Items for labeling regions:
%%

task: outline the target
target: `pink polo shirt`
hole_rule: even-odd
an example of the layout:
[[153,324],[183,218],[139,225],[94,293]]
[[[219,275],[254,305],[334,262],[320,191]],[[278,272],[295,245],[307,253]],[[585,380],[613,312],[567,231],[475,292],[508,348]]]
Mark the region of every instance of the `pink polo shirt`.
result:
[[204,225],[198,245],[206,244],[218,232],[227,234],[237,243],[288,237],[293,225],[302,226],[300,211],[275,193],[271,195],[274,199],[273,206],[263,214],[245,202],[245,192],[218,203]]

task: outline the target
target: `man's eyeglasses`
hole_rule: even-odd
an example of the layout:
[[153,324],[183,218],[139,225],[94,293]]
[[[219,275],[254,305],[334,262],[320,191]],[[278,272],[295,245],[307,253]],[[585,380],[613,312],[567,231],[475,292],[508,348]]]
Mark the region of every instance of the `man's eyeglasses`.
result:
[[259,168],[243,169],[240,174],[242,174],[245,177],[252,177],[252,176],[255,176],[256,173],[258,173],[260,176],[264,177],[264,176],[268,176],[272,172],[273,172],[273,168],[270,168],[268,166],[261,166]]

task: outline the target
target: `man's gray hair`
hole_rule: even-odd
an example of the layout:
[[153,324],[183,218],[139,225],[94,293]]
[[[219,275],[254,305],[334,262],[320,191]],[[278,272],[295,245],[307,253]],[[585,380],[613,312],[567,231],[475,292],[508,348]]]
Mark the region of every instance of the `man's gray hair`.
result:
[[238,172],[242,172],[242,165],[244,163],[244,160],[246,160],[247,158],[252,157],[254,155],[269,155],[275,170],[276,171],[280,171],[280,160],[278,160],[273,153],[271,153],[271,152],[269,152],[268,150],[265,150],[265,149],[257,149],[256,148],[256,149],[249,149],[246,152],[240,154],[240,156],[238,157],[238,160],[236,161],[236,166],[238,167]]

%%

Count the lines of the items above that contain the string "gray", treating uppercase and lowercase as different. Reply with the number alone.

__Result__. 2